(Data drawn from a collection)
..............................

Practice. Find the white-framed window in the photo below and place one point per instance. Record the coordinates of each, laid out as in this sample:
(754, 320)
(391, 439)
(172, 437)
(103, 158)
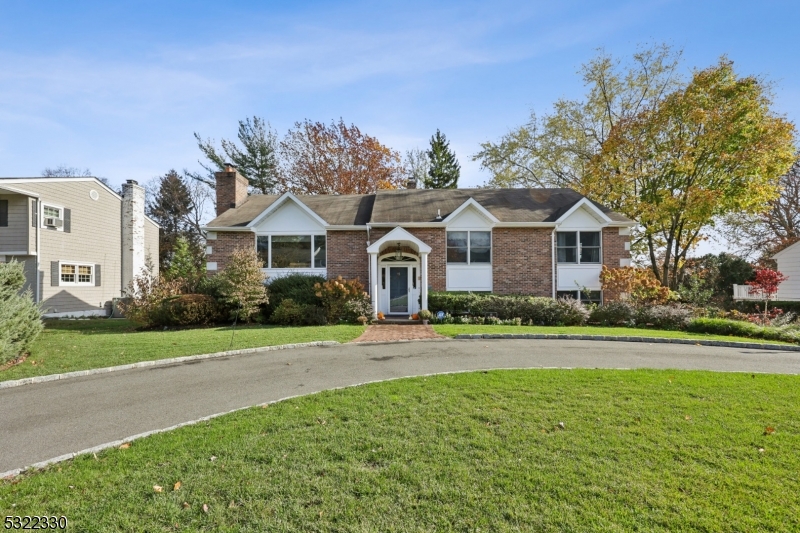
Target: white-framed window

..............................

Your instructions:
Write out every item above again, word for word, and leave the pictures out of your answer.

Correct response:
Practice. Find the white-framed window in the photo below and place one point per instance. Record the coordinates of each, laid out as in this sample:
(754, 320)
(391, 439)
(172, 437)
(103, 158)
Target: white-framed window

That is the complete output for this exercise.